* **TASK**
Pull out every line in the listing below that contains the word "pole", matching case exactly, and copy each one in full.

* **SOURCE MATERIAL**
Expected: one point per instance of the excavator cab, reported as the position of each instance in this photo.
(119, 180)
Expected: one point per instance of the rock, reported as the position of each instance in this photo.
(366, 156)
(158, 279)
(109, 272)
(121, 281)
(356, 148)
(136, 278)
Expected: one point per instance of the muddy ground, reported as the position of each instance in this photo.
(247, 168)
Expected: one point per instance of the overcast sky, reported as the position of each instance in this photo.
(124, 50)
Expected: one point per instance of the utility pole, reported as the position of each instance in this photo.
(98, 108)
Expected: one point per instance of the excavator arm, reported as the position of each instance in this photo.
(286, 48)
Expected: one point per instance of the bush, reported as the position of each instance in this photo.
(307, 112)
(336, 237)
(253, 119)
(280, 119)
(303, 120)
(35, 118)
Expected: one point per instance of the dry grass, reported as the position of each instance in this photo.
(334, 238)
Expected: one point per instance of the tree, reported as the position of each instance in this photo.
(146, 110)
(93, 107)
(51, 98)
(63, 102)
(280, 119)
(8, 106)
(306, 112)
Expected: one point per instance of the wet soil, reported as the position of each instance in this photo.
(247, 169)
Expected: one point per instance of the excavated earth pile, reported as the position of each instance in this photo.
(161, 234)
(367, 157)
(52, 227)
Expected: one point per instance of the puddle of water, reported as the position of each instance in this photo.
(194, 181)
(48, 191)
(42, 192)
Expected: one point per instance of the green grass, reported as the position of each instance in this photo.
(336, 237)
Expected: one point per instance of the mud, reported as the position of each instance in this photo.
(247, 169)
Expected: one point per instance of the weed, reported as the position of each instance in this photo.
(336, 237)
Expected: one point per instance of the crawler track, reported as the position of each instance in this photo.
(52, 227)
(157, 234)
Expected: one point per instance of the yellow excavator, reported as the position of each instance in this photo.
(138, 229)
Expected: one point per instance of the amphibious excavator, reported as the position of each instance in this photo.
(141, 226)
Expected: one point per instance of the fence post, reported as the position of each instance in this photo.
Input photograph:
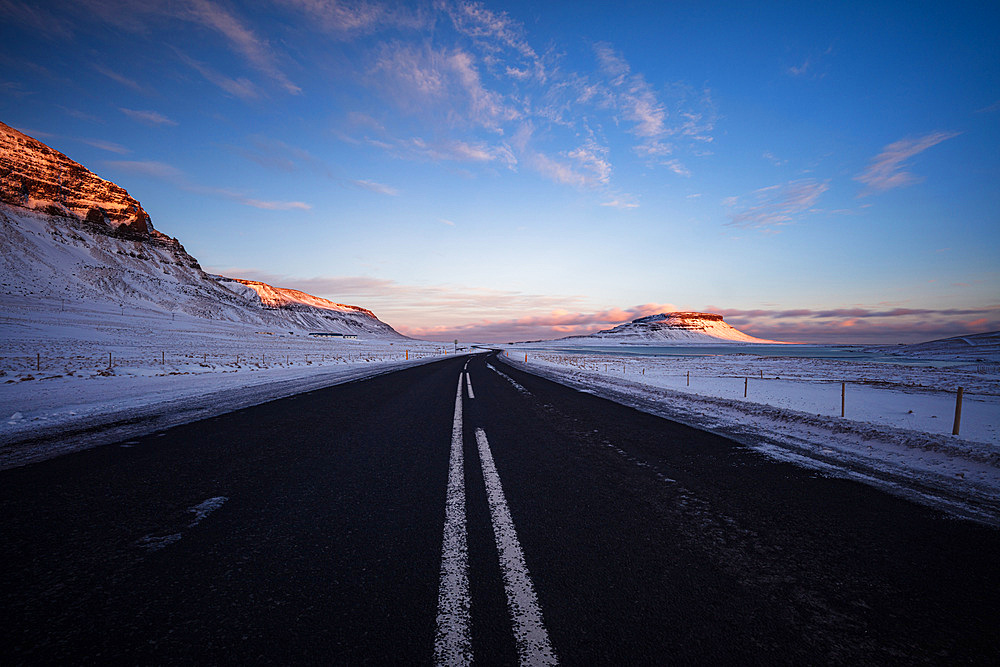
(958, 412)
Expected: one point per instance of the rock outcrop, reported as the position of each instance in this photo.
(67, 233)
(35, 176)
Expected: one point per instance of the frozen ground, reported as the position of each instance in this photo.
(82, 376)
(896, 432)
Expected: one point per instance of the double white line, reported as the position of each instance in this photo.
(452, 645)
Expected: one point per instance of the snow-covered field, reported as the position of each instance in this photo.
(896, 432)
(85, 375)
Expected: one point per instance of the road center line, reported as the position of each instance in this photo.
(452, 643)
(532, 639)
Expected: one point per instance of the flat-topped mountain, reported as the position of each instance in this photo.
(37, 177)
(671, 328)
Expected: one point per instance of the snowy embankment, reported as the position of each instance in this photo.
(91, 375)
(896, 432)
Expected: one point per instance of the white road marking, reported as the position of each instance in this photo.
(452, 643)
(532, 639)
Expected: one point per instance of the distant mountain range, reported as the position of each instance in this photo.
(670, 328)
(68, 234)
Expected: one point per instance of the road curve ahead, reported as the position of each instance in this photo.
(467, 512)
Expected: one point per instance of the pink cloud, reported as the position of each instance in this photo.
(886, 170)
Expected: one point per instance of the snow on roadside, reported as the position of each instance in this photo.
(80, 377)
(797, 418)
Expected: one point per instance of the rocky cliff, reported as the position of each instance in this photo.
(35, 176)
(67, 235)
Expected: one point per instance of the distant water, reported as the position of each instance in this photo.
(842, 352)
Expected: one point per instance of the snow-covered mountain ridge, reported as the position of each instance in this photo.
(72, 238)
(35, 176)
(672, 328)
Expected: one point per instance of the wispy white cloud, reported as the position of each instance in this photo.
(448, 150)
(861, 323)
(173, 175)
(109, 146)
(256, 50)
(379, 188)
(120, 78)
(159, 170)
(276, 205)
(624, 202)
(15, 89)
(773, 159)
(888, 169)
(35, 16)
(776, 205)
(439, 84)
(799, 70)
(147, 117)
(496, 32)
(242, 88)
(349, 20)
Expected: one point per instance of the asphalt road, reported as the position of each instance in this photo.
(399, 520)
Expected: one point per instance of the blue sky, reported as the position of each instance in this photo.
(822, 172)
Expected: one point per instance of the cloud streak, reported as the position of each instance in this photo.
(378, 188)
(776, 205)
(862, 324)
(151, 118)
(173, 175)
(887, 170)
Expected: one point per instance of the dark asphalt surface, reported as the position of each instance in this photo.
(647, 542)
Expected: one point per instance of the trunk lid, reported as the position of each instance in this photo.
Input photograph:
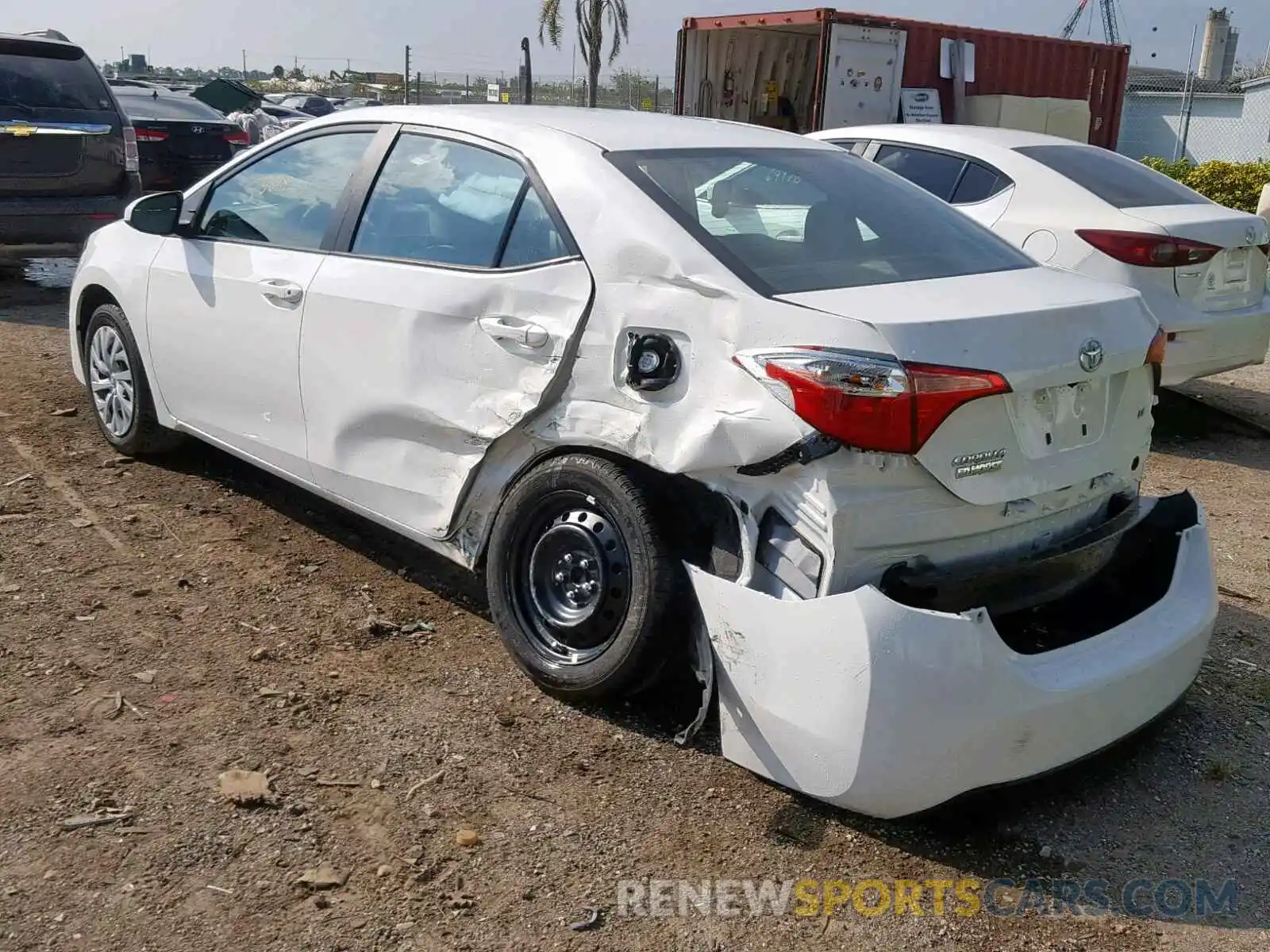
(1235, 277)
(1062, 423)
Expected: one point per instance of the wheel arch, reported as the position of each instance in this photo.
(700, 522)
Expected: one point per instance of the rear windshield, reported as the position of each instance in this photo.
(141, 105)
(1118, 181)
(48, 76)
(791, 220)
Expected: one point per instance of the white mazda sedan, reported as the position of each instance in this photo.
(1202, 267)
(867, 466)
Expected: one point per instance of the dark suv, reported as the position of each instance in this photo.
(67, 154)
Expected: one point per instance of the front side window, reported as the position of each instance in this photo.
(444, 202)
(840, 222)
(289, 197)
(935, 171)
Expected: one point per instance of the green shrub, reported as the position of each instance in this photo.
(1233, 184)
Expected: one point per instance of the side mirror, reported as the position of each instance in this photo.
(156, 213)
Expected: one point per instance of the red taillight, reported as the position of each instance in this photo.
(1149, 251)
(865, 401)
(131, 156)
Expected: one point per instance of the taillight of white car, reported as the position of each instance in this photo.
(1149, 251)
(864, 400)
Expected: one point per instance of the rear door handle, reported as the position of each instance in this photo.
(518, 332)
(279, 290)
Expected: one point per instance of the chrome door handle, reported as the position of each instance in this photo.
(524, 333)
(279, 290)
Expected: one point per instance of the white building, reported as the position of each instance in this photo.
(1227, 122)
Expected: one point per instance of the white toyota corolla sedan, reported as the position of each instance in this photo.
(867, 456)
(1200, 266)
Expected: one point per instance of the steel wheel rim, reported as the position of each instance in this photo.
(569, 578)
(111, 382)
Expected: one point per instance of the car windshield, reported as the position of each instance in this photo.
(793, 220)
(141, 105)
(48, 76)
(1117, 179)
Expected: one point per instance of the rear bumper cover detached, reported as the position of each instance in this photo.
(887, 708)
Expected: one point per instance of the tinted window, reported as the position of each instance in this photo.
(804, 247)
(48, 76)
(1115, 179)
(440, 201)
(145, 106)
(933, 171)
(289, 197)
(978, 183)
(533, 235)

* * *

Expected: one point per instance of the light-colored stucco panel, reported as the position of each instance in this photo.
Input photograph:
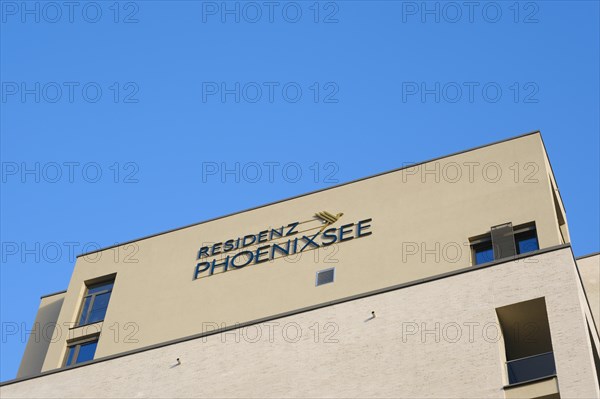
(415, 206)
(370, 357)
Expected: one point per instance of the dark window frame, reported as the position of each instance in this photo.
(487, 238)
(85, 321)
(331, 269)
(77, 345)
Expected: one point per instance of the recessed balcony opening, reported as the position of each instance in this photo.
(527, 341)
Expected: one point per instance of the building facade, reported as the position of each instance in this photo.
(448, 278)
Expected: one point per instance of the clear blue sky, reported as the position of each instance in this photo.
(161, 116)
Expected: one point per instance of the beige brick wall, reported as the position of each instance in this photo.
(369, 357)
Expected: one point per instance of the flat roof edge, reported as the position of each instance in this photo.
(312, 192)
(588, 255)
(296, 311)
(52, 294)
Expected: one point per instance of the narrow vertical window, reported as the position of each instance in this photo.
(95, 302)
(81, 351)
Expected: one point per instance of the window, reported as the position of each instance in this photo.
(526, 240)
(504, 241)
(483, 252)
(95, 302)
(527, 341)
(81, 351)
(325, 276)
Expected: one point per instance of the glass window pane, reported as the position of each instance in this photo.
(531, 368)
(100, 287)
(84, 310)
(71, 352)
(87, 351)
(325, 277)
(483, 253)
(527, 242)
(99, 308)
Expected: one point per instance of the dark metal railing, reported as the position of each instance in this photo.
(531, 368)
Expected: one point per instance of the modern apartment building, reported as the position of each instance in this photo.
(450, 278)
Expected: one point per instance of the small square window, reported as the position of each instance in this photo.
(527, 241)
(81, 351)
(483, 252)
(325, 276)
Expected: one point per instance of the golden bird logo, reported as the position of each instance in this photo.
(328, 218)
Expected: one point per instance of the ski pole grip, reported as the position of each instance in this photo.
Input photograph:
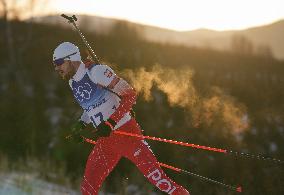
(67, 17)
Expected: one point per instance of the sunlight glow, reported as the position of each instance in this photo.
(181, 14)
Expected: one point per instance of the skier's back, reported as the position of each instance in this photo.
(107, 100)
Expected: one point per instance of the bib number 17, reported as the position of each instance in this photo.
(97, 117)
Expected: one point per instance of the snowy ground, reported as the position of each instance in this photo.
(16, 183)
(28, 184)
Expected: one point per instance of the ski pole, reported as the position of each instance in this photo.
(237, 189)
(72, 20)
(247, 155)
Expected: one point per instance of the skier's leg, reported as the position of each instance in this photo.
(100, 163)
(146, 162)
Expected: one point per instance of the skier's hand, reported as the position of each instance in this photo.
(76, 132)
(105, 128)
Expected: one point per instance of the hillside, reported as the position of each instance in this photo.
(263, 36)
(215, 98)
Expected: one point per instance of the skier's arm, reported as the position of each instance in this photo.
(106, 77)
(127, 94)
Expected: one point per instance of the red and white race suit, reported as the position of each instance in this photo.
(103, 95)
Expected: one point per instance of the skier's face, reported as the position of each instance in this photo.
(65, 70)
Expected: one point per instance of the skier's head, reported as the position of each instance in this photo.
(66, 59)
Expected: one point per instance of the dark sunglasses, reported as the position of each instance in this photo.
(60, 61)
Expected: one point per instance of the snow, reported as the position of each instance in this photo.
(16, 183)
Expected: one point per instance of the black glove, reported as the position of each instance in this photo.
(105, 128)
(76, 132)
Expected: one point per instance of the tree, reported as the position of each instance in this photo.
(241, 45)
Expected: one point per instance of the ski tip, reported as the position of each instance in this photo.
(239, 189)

* **REPLY**
Expected: one point per instance of the utility pole, reported as the position of each instance in this photo.
Expected: one point per instance of the ski pole grip, reported as the position of each instance in this photo.
Expected: one point per instance of the ski pole, reported as the position of each instance in this photo.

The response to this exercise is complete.